- Problems and tasks -
(a) Reproduce the passage from the review of The Island, starting at "By using the" and ending at "is never broken.".
(b) Decide whether each statement agrees with the review of The Island. Answer yes or no, and quote the review's deciding words: (i) The production runs 1 hour, 35 minutes. (ii) The action opens with 15 minutes of dialogue between the two inmates. (iii) Hodoshe appears on stage as the third character.
(c) Write the next part of the review of The Island, picking up after its final sentence.

- Source -
+ + + + +
Venue and town: Southwark Playhouse, London
Producer: The Theatre Chipping Norton and the Dukes Lancaster
Author: Athol Fugard, John Kani, Winston Ntshona
Director: John Terry
Cast: Edward Dede, Mark Springer
Dates of run: May 31-June 24
Running time: 1 hour, 35 minutes
Art is at its most powerfully dramatic when it gives voice to the oppressed.
By using the device of a play within a play to utmost effect, The Island communicates the oppression of a recent generation by drawing on tragic defiance from classical times.
John Terry’s astute direction emphasises the play’s deceptive simplicity and economy, while building up the layers of meaning and the resonance of the language.
Edward Dede as Winston and Mark Springer as John live out the poignant intimacy of a relationship between noble soul-mates tested to the limit, but whose spirit is never broken.
It’s a bond with Beckettian strains of absurdity and the dark humour of a couple absolutely dependent on one other.
In a confident test of the audience’s attention, the action begins with a full 15 minutes of mime as the Robben Island inmates endure a day of particularly hard labour. The only sounds are the prison siren, passing boats and the grunts of the exhausted prisoners, sweat running down their brows. Already, the relationship between the two is emerging as Dede’s Winston, slighter than Springer’s John, is closer to collapse and depends on John to shelter him from the third character who never appears – the dreaded Hodoshe, their guarder, task-master and symbol of the hateful apartheid state.
Eventually, after we have shared the sense of time dragging so painfully, they are forced to run, shackled, back to their cell, a relative haven even if the only comforts are a bucket of water, tin mugs, a rag and blankets – all of which play their parts in the action.
The cell is the space for recovery, human bonding and secret rehearsals for a prison production of Antigone – as once performed by Robben Island’s most famous inmate Nelson Mandela.
+ + + + +
- Records -
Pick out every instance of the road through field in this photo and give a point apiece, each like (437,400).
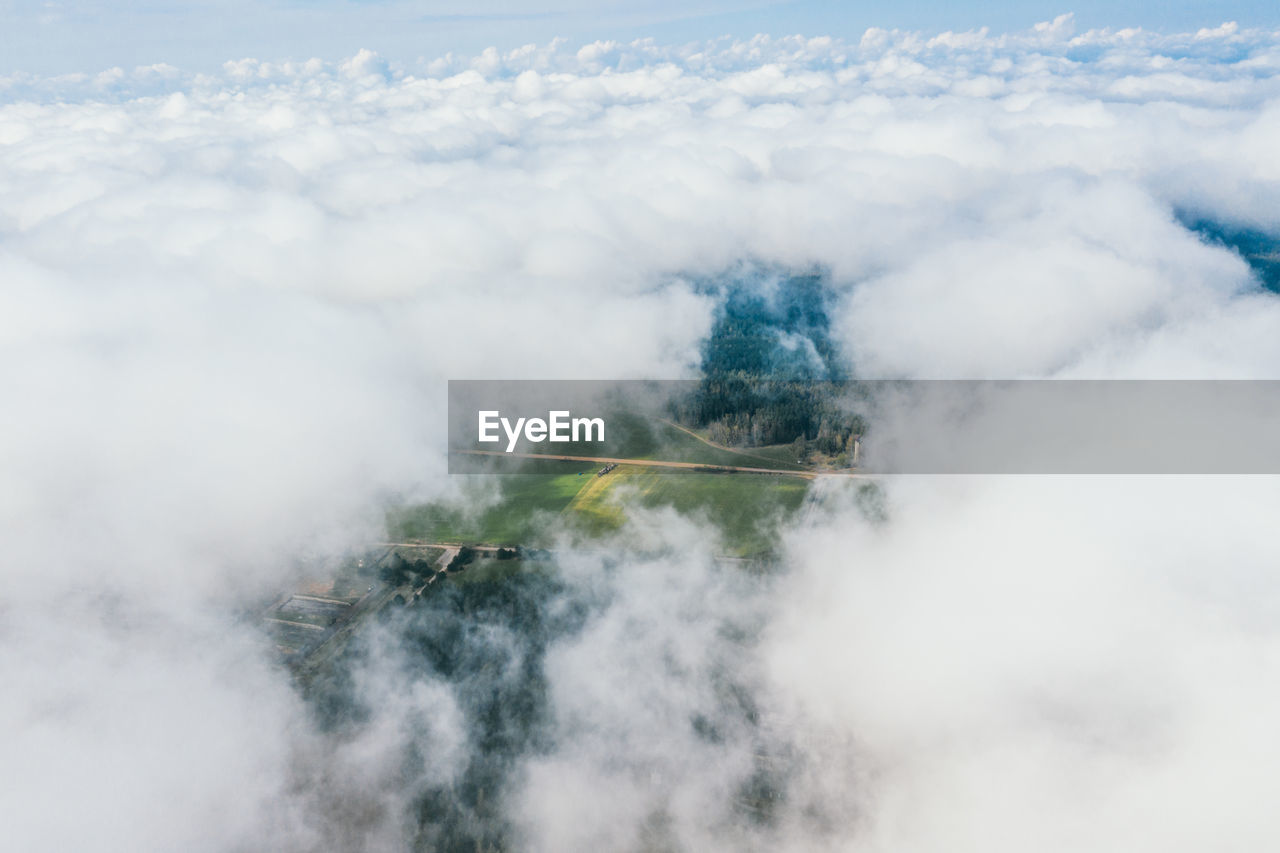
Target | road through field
+ + + + +
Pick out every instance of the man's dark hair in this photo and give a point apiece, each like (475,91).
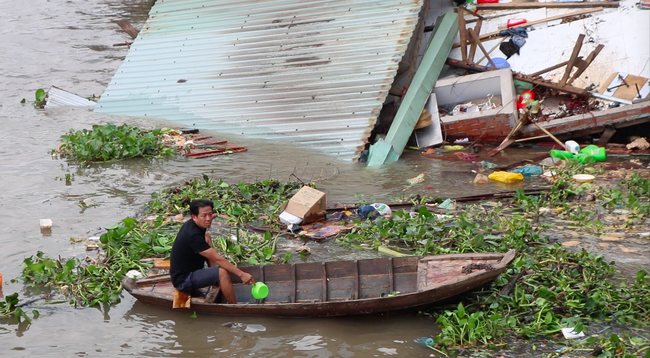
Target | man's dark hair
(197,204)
+ + + + +
- Exercise responses -
(a)
By using the device of a play within a play to utmost effect, The Island communicates the oppression of a recent generation by drawing on tragic defiance from classical times.
John Terry’s astute direction emphasises the play’s deceptive simplicity and economy, while building up the layers of meaning and the resonance of the language.
Edward Dede as Winston and Mark Springer as John live out the poignant intimacy of a relationship between noble soul-mates tested to the limit, but whose spirit is never broken.

(b)
(i) Yes: "Running time: 1 hour, 35 minutes"
(ii) No: "the action begins with a full 15 minutes of mime"
(iii) No: "the third character who never appears"

(c)
In turn, the story of his performance was worked on in secret by Athol Fugard, John Kani and Winston Ntshona for a production at The Space in Cape Town in 1973 in defiance of the apartheid authorities who made it illegal to discuss conditions at the prison in Cape Town’s stunningly beautiful bay.
As Dede’s Winston is forced into the role of Antigone, whose crime is only a crime because the law says so, and Springer as John takes on the role of the tyrannical king Creon, we explore not only the relationship between malign authority and victimised citizen but between two inmates who must constantly resist in order not to be broken and betray their own humanity.
There are moments when we suspect John of oppressing Winston and then there are times when Winston might seem to merit a stern hand, but their spirits endure; never more than fleetingly are they images of their hateful masters.
Gripped and tense, we watch the reaction as John announces his promise of early release and Winston shares his joy before spiralling into taunts, jealousy and despair at the anticipated loss of a cell mate.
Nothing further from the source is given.